How to complete this task |
Answer these questions from the comment thread on Social Security disability.
(a) In the comment dated September 23, 2013 at 6:22 pm, who does the writer say can get SSDI if qualified?
(b) How often can continuing disability reviews take place, according to the comment dated September 17, 2013?
(c) What does cj herring say the government should create?

September 23, 2013 at 6:22 pm

The comment about not being able to get a disability check until you have spent everything you have. It might work out that way with thr incredibly long process but a billionaire can get SSDI if he or she qualified.

Eve Bromich
September 20, 2013 at 4:04 pm

First of all one must look at SS it was there and it was placed there by us older generation. It was used and put in the red by the government who should not have touched it in the first place. Disability is hard besides the testing and paperwork but hard adjusting your body to the life you are now given. You watch every penny you spend, your meds cost, etc. I agree with the older comment. Rent goes up, utilities go up, interest rates go up but we are pushed further and further into the hole. And I hate knowing by the end of the month no money, no food, no medicine. I guess this is our hell on earth!

cj herring
September 18, 2013 at 8:20 pm

I have to agree with both of you. Geri has a great point. There are so many young, 20something, able bodied who get on not because they have a physical disability but because they are depressed. They haven't paid a dime into it and yet they stay on it for years. This system was supposed to help the truly disabled who deserve to receive it. These depressed people don't seem to be too depressed not to have a bunch of children they can't take care of so then that's where welfare comes in. It's the government's fault. Create tons of jobs checking up on these folks who scam the system.

September 17, 2013 at 7:22 pm

Geri Kozelka wrote: August 28, 2013 at 7:03 pm

I think that SS disability is handed out too readily to drug addicts, obese people, and people with fake disabilities that are never checked once they start to receive it. I know of so many people that receive SS payments that should not even qualify but no one ever checks to see if these people really have a legitimate reason for not working. The government should hire more people to check into the recipients of SS payments and the ones that disperse it.

Geri, you aren't on SSDI or SSI are you? If you were you'd know it can take YEARS to be approved, you have to prove your disabilities and then people on disability have to have continuing disability reviews; could be every year or up to every seven years. It depends on the disability(ies) and I guess your age. Like if you're in your late 50s and disabled, there's not a big chance of recovering, more things can go wrong as you get older, not less things.

And you can't get disability for addiction or being an alcoholic anymore. Obese? maybe, but I think you'd have to be pretty much stuck in bed, like 500lbs or something.

"Fake" disabilities might happen, but I doubt it happens much. I've been through the whole apply, send a mountain of paperwork in, them asking for more and more doctor reports and test results, etc., then being denied - while I was in the hospital and having to appeal. And surviving by using up what was supposed to be my retirement savings (I'm on my own, no family), plus you can't really have much of anything or they won't give you any disability checks until you have spent down any money you might have. You lose just about everything.

So you, Geri, or anyone who thinks people just apply for disability and get it with no problem ... stop it and get educated, talk to people who really are disabled. We're not faking and almost no one gets disability easy, I know I didn't and I'm not. I'm barely making it month to month and I hate it. I'd rather be able to work and be making a real salary so I could afford to live, not just scratch by eating once a day by the end of the month and in constant vertigo and pain mentally and physically that keeps me homebound more than it doesn't.

Given data |
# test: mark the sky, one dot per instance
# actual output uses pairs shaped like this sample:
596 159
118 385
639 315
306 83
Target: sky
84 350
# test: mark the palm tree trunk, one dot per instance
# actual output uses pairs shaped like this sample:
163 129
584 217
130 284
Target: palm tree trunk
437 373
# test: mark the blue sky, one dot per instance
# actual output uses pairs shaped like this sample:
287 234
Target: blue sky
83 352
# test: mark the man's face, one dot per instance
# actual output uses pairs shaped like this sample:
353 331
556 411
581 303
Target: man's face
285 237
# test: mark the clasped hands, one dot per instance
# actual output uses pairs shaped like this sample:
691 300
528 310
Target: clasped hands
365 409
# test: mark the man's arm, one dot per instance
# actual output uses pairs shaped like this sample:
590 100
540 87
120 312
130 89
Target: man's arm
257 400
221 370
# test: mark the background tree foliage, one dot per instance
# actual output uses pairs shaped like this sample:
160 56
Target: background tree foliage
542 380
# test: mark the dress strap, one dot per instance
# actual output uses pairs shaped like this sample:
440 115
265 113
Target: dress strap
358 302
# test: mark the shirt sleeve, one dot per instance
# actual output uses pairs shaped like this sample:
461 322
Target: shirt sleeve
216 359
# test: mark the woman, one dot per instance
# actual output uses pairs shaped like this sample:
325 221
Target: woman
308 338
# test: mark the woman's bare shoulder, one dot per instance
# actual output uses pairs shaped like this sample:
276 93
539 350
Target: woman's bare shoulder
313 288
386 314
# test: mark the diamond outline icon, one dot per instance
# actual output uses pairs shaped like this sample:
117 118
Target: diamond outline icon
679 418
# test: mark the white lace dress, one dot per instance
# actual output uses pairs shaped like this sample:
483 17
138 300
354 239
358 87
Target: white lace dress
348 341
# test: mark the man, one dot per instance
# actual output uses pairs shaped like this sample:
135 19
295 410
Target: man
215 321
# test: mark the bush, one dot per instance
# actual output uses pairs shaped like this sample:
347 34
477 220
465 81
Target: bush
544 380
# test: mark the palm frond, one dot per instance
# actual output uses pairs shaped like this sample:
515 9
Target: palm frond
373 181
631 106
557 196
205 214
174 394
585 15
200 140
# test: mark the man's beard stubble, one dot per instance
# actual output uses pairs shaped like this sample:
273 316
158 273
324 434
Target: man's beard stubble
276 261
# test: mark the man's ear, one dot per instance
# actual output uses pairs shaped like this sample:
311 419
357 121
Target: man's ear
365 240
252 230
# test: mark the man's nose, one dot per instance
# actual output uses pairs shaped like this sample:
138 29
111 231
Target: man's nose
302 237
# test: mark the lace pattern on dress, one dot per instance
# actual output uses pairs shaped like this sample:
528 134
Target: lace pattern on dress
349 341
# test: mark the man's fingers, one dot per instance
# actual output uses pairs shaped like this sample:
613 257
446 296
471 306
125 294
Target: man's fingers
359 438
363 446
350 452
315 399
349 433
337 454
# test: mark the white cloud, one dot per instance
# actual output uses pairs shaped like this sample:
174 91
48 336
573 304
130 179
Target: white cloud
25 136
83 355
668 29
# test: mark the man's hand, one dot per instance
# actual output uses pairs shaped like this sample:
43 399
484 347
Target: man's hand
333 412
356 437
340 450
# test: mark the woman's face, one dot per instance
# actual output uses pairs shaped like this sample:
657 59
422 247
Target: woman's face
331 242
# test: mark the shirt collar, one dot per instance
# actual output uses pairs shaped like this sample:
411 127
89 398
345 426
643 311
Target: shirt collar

==

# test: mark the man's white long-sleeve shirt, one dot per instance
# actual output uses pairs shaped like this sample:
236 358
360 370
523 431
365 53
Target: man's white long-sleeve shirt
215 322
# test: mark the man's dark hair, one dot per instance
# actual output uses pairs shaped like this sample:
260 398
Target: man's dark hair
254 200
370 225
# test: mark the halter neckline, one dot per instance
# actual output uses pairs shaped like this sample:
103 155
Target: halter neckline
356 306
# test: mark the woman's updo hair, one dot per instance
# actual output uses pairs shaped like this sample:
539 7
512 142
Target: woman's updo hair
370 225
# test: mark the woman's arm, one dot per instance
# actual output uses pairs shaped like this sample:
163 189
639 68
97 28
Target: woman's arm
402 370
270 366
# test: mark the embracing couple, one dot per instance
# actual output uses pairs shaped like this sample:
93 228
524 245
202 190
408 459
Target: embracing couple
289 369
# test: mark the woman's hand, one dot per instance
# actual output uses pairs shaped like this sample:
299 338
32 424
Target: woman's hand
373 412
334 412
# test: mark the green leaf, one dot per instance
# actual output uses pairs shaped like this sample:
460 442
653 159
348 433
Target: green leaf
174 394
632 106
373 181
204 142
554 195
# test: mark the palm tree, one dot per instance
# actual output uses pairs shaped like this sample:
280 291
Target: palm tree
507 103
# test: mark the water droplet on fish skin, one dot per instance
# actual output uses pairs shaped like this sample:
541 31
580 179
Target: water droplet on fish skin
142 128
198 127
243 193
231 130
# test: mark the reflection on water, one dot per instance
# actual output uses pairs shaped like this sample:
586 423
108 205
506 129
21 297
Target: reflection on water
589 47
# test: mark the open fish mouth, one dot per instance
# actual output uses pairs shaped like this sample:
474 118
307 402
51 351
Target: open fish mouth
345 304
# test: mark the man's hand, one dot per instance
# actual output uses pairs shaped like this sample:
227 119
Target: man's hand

Task response |
(a) A billionaire
(b) Every year, or up to every seven years
(c) Tons of jobs checking up on people who scam the system